_Exercise goal_:
Reproduce all the rows, swapping every occurrence of "top-left corner" for "upper-left corner" and leaving everything else unchanged.

^^^^^^^^

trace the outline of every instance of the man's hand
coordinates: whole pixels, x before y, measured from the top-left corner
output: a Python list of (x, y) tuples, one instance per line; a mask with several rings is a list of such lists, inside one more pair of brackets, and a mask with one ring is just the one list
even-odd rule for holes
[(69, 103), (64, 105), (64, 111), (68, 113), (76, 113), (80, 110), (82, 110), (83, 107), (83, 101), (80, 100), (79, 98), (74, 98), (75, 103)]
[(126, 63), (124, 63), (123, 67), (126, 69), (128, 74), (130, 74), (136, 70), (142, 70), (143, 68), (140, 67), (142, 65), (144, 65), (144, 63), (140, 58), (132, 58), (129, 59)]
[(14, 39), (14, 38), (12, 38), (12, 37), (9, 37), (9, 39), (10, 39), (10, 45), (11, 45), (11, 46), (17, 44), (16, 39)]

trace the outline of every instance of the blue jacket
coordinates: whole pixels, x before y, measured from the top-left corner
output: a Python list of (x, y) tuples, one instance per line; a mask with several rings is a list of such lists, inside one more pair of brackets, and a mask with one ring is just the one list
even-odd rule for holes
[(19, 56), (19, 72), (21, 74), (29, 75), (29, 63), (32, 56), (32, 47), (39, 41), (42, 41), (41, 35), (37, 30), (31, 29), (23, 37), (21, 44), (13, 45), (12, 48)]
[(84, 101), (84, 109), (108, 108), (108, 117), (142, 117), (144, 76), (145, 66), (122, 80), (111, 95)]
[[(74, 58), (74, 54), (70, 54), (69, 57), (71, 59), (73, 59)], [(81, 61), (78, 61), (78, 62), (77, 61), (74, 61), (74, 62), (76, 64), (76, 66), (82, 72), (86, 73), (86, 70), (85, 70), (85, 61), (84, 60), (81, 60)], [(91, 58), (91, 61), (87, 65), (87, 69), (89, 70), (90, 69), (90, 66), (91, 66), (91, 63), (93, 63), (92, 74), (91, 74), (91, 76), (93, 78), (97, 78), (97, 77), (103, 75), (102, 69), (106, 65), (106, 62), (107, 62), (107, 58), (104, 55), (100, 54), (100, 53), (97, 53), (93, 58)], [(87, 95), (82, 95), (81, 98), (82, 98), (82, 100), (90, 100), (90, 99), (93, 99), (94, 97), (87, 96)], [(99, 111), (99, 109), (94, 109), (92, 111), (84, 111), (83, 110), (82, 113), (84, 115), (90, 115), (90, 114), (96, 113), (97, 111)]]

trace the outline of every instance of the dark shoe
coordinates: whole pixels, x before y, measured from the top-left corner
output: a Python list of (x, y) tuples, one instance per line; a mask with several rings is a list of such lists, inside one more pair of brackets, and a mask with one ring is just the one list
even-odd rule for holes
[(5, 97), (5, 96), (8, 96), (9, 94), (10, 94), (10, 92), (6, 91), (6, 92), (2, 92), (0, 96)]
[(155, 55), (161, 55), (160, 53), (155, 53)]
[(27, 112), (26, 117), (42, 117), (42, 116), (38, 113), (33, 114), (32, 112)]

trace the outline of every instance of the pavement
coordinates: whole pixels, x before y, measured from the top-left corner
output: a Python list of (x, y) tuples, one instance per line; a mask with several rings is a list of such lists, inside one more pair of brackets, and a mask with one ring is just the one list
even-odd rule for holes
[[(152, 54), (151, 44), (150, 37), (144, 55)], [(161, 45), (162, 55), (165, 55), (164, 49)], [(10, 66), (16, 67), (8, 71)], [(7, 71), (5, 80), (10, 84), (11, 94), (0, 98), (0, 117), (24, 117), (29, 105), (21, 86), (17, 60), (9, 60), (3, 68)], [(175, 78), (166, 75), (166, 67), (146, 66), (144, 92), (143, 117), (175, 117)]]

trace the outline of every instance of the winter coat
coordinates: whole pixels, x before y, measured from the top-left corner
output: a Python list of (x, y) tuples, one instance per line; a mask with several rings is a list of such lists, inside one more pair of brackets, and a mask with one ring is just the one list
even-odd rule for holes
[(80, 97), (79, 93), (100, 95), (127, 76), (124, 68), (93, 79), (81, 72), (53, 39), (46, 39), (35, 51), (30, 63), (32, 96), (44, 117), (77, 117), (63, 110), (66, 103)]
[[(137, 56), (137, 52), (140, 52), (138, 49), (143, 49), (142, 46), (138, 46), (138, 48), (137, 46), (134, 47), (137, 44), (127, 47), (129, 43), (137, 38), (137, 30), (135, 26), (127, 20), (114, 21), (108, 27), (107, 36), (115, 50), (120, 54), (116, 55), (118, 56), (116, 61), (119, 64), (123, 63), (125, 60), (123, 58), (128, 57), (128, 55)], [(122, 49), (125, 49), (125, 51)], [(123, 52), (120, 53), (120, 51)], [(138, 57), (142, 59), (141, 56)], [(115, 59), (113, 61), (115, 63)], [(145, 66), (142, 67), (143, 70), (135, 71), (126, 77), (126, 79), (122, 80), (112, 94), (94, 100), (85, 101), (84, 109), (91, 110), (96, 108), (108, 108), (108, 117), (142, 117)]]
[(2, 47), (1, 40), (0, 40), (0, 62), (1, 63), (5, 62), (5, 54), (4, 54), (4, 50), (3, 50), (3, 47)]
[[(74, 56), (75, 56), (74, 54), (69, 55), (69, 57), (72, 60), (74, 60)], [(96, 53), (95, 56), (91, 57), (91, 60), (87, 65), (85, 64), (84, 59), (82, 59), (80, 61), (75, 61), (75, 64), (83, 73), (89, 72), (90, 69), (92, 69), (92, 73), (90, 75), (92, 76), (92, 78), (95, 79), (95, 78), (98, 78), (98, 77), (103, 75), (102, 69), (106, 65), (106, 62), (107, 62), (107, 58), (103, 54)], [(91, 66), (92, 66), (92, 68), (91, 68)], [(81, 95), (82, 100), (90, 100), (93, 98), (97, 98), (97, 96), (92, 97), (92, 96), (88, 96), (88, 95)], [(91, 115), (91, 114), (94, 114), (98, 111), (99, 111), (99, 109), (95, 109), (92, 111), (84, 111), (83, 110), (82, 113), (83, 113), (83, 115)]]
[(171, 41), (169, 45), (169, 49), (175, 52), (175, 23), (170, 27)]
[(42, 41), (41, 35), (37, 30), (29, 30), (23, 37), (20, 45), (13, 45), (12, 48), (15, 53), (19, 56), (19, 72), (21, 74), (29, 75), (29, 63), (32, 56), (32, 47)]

^^^^^^^^

_Worked answer_:
trace the outline of every instance of the man's hand
coordinates: whole pixels, x before y, measured from the upper-left corner
output: a Python list of (x, y) tuples, one instance per line; a mask with several rings is a list of such lists, inside one more pair of brackets, and a mask with one ring is just the one list
even-odd rule for holes
[(69, 103), (64, 105), (64, 111), (68, 113), (76, 113), (80, 110), (82, 110), (83, 107), (83, 101), (80, 100), (79, 98), (74, 98), (75, 103)]
[(126, 63), (124, 63), (123, 67), (126, 69), (128, 74), (130, 74), (136, 70), (142, 70), (143, 68), (140, 67), (142, 65), (144, 65), (144, 63), (140, 58), (132, 58), (129, 59)]
[(14, 39), (14, 38), (12, 38), (12, 37), (9, 37), (9, 39), (10, 39), (10, 45), (11, 45), (11, 46), (17, 44), (16, 39)]

trace the outline of every instance of the blue jacket
coordinates: whole pixels, x before y, measured from the upper-left corner
output: a Python list of (x, y) tuples, one instance per line; a mask with several rings is a list of such lists, inside one more pair of brackets, and a mask with one ring is just the one list
even-odd rule for holes
[(19, 56), (19, 72), (21, 74), (29, 75), (29, 63), (32, 56), (32, 47), (39, 41), (42, 41), (41, 35), (37, 30), (31, 29), (23, 37), (21, 44), (13, 45), (12, 48)]
[(84, 101), (84, 109), (108, 108), (108, 117), (142, 117), (144, 76), (145, 66), (122, 80), (111, 95)]
[[(74, 58), (74, 54), (70, 54), (69, 57), (71, 59), (73, 59)], [(81, 61), (78, 61), (78, 62), (77, 61), (74, 61), (74, 62), (76, 64), (76, 66), (82, 72), (86, 73), (86, 70), (85, 70), (85, 61), (84, 60), (81, 60)], [(91, 58), (91, 61), (87, 65), (87, 69), (89, 70), (90, 69), (90, 66), (91, 66), (91, 63), (93, 63), (92, 74), (91, 74), (91, 76), (93, 78), (97, 78), (97, 77), (103, 75), (102, 69), (106, 65), (106, 62), (107, 62), (107, 58), (104, 55), (100, 54), (100, 53), (97, 53), (93, 58)], [(87, 95), (82, 95), (81, 98), (82, 98), (82, 100), (90, 100), (90, 99), (93, 99), (94, 97), (87, 96)], [(99, 111), (99, 109), (94, 109), (92, 111), (84, 111), (83, 110), (82, 113), (84, 115), (90, 115), (90, 114), (96, 113), (97, 111)]]

trace the outline of every instance of the dark shoe
coordinates: whole pixels, x before y, measured from the upper-left corner
output: a Python list of (x, y) tuples, one instance per line; a mask with several rings is a list of such lists, inside one more pair of brackets, and a mask with one ring is just the one list
even-odd rule for holes
[(5, 97), (5, 96), (8, 96), (9, 94), (10, 94), (10, 92), (6, 91), (6, 92), (2, 92), (0, 96)]
[(155, 55), (161, 55), (160, 53), (155, 53)]
[(27, 112), (26, 117), (42, 117), (42, 116), (38, 113), (33, 114), (32, 112)]

trace the outline of every instance of the pavement
coordinates: whole pixels, x before y, measured from the upper-left corner
output: a Python list of (x, y) tuples, one instance per line; a mask with several rings is a list of such lists, inside one more pair of brackets, and a mask with one ring is just the one list
even-odd rule for holes
[[(152, 54), (151, 44), (150, 37), (144, 55)], [(161, 45), (162, 55), (165, 55), (164, 49)], [(10, 66), (16, 67), (8, 71)], [(7, 71), (5, 80), (10, 84), (11, 94), (0, 98), (0, 117), (24, 117), (29, 105), (21, 86), (17, 60), (9, 60), (3, 68)], [(175, 78), (166, 75), (166, 67), (146, 66), (144, 92), (143, 117), (175, 117)]]

trace the outline of every instance of the winter coat
coordinates: whole pixels, x before y, measured from the upper-left corner
output: a Python list of (x, y) tuples, one instance per line; a mask with several rings is a list of such lists, inside one more pair of brackets, and a mask with one ring is just the one list
even-odd rule for holes
[(80, 97), (79, 93), (100, 95), (127, 76), (124, 68), (93, 79), (81, 72), (53, 39), (46, 39), (35, 51), (30, 63), (32, 96), (44, 117), (77, 117), (63, 110), (66, 103)]
[[(137, 56), (137, 52), (140, 52), (138, 49), (143, 49), (142, 46), (138, 46), (138, 48), (137, 46), (134, 47), (137, 44), (127, 47), (129, 43), (137, 38), (137, 30), (135, 26), (127, 20), (114, 21), (108, 27), (107, 36), (115, 50), (120, 54), (116, 55), (118, 56), (116, 61), (119, 64), (123, 63), (125, 60), (123, 58), (128, 57), (128, 55)], [(122, 49), (125, 49), (125, 51)], [(123, 52), (120, 53), (120, 51)], [(138, 57), (142, 59), (141, 56)], [(115, 59), (113, 61), (115, 63)], [(145, 66), (142, 67), (143, 70), (135, 71), (126, 77), (126, 79), (122, 80), (112, 94), (94, 100), (85, 101), (84, 109), (91, 110), (96, 108), (108, 108), (108, 117), (142, 117)]]
[(2, 47), (1, 40), (0, 40), (0, 62), (1, 63), (5, 62), (5, 54), (4, 54), (4, 50), (3, 50), (3, 47)]
[[(74, 56), (75, 56), (74, 54), (69, 55), (69, 57), (72, 60), (74, 60)], [(96, 53), (95, 56), (91, 57), (91, 60), (87, 65), (85, 64), (84, 59), (82, 59), (80, 61), (75, 61), (75, 64), (83, 73), (89, 72), (90, 69), (92, 69), (92, 73), (90, 75), (92, 76), (92, 78), (95, 79), (95, 78), (98, 78), (98, 77), (103, 75), (102, 69), (106, 65), (106, 62), (107, 62), (107, 58), (103, 54)], [(91, 66), (92, 66), (92, 68), (91, 68)], [(81, 95), (82, 100), (90, 100), (93, 98), (97, 98), (97, 96), (92, 97), (92, 96), (88, 96), (88, 95)], [(91, 115), (91, 114), (94, 114), (98, 111), (99, 111), (99, 109), (95, 109), (92, 111), (84, 111), (83, 110), (82, 113), (83, 113), (83, 115)]]
[(171, 41), (169, 45), (169, 49), (175, 52), (175, 23), (170, 27)]
[(42, 41), (41, 35), (37, 30), (29, 30), (23, 37), (20, 45), (13, 45), (12, 48), (15, 53), (19, 56), (19, 72), (21, 74), (29, 75), (29, 63), (32, 56), (32, 47)]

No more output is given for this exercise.